■ Problem to solve: Count the lines of the material that contain the string "white", treating uppercase and lowercase letters as different. Give only the number.

Items from a data source
----------
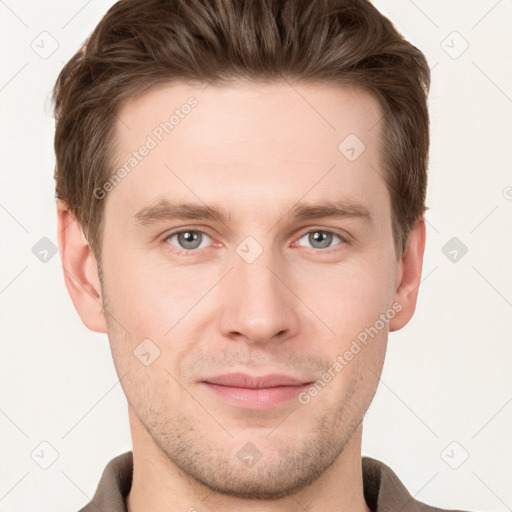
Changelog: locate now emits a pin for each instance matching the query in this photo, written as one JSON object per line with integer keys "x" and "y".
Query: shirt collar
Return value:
{"x": 383, "y": 491}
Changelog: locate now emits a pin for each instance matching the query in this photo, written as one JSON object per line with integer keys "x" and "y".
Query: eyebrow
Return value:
{"x": 166, "y": 210}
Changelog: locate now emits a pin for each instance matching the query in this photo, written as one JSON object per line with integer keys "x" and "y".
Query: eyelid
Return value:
{"x": 204, "y": 230}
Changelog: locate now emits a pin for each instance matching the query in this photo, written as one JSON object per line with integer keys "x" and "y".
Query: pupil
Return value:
{"x": 322, "y": 238}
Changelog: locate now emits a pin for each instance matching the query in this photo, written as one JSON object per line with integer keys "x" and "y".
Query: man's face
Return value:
{"x": 260, "y": 292}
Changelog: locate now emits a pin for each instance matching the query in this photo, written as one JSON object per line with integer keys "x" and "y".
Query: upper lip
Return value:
{"x": 243, "y": 380}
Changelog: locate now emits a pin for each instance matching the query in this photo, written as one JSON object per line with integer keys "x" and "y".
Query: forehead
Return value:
{"x": 249, "y": 141}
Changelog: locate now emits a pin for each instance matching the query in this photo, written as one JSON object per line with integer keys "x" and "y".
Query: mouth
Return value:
{"x": 255, "y": 392}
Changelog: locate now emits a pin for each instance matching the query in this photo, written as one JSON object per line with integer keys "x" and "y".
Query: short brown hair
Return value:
{"x": 140, "y": 44}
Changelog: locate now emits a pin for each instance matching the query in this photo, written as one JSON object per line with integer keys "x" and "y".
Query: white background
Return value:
{"x": 447, "y": 375}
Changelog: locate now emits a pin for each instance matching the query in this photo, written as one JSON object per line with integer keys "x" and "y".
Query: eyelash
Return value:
{"x": 191, "y": 252}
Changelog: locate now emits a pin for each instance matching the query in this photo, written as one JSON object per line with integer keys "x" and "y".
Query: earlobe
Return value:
{"x": 411, "y": 265}
{"x": 80, "y": 270}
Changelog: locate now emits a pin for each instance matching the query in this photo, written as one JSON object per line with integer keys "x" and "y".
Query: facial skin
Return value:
{"x": 256, "y": 151}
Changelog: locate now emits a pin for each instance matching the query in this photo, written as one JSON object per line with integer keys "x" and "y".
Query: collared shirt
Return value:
{"x": 383, "y": 491}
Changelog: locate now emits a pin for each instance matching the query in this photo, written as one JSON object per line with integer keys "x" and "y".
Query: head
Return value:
{"x": 202, "y": 148}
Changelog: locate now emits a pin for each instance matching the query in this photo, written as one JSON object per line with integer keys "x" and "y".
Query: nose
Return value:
{"x": 257, "y": 304}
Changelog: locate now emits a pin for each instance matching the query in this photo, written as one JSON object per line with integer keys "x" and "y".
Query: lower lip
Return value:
{"x": 260, "y": 398}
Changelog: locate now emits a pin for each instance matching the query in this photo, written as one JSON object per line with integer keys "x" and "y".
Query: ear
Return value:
{"x": 80, "y": 270}
{"x": 409, "y": 276}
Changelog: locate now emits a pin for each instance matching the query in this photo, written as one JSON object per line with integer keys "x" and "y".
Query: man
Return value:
{"x": 241, "y": 190}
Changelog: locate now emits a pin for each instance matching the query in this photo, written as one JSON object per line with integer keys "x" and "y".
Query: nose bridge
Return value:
{"x": 256, "y": 304}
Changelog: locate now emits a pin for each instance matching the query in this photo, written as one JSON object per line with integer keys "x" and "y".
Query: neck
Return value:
{"x": 159, "y": 485}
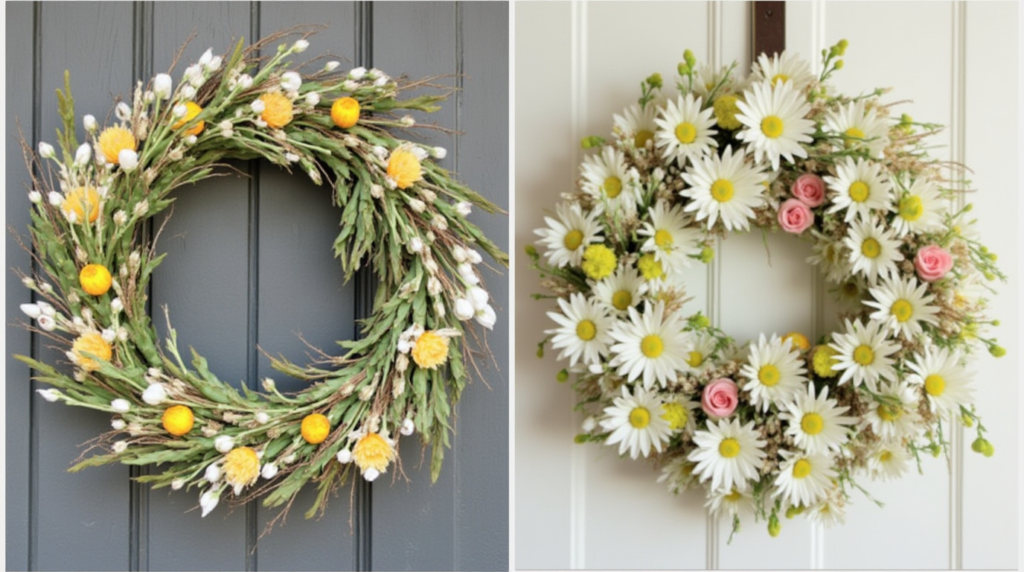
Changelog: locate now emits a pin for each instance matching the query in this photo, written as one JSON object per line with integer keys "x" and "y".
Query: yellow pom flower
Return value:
{"x": 114, "y": 140}
{"x": 823, "y": 360}
{"x": 373, "y": 451}
{"x": 95, "y": 279}
{"x": 345, "y": 112}
{"x": 599, "y": 261}
{"x": 178, "y": 420}
{"x": 403, "y": 168}
{"x": 315, "y": 428}
{"x": 241, "y": 468}
{"x": 276, "y": 110}
{"x": 79, "y": 201}
{"x": 430, "y": 350}
{"x": 94, "y": 344}
{"x": 192, "y": 111}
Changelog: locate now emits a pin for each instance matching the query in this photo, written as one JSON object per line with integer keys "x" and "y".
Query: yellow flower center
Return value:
{"x": 572, "y": 239}
{"x": 403, "y": 168}
{"x": 771, "y": 126}
{"x": 686, "y": 132}
{"x": 612, "y": 186}
{"x": 769, "y": 375}
{"x": 902, "y": 310}
{"x": 728, "y": 447}
{"x": 622, "y": 299}
{"x": 639, "y": 418}
{"x": 586, "y": 331}
{"x": 721, "y": 190}
{"x": 345, "y": 112}
{"x": 652, "y": 346}
{"x": 641, "y": 138}
{"x": 910, "y": 208}
{"x": 863, "y": 355}
{"x": 935, "y": 385}
{"x": 276, "y": 110}
{"x": 177, "y": 420}
{"x": 812, "y": 424}
{"x": 315, "y": 428}
{"x": 430, "y": 350}
{"x": 373, "y": 451}
{"x": 870, "y": 248}
{"x": 801, "y": 469}
{"x": 889, "y": 412}
{"x": 859, "y": 191}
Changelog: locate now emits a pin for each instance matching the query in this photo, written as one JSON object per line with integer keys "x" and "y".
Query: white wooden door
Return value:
{"x": 577, "y": 63}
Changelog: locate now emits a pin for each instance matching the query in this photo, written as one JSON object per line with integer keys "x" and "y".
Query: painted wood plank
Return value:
{"x": 80, "y": 521}
{"x": 19, "y": 74}
{"x": 480, "y": 449}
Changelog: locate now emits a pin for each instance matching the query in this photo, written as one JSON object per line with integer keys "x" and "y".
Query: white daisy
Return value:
{"x": 724, "y": 187}
{"x": 651, "y": 345}
{"x": 864, "y": 354}
{"x": 787, "y": 68}
{"x": 634, "y": 423}
{"x": 920, "y": 209}
{"x": 897, "y": 415}
{"x": 775, "y": 371}
{"x": 902, "y": 306}
{"x": 685, "y": 131}
{"x": 727, "y": 453}
{"x": 860, "y": 187}
{"x": 622, "y": 290}
{"x": 636, "y": 127}
{"x": 774, "y": 122}
{"x": 873, "y": 251}
{"x": 585, "y": 324}
{"x": 860, "y": 128}
{"x": 816, "y": 424}
{"x": 804, "y": 479}
{"x": 606, "y": 178}
{"x": 669, "y": 237}
{"x": 946, "y": 382}
{"x": 567, "y": 236}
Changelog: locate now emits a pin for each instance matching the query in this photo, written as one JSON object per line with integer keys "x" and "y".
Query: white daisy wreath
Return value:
{"x": 780, "y": 425}
{"x": 400, "y": 213}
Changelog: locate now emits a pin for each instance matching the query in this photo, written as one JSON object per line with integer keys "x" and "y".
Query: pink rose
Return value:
{"x": 933, "y": 262}
{"x": 795, "y": 217}
{"x": 720, "y": 398}
{"x": 810, "y": 189}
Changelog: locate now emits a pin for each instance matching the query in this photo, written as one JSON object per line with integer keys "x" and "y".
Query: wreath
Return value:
{"x": 780, "y": 425}
{"x": 401, "y": 215}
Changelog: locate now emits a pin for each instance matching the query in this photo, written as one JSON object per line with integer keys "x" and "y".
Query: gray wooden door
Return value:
{"x": 249, "y": 268}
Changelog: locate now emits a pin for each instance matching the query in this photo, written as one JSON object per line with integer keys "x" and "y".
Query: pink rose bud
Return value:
{"x": 720, "y": 398}
{"x": 933, "y": 262}
{"x": 795, "y": 217}
{"x": 810, "y": 189}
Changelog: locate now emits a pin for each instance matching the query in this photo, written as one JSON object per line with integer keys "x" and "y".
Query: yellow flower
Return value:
{"x": 78, "y": 201}
{"x": 824, "y": 360}
{"x": 192, "y": 110}
{"x": 599, "y": 261}
{"x": 373, "y": 451}
{"x": 241, "y": 468}
{"x": 276, "y": 110}
{"x": 345, "y": 112}
{"x": 315, "y": 428}
{"x": 95, "y": 279}
{"x": 94, "y": 344}
{"x": 178, "y": 420}
{"x": 403, "y": 168}
{"x": 114, "y": 140}
{"x": 430, "y": 350}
----------
■ The solution: 4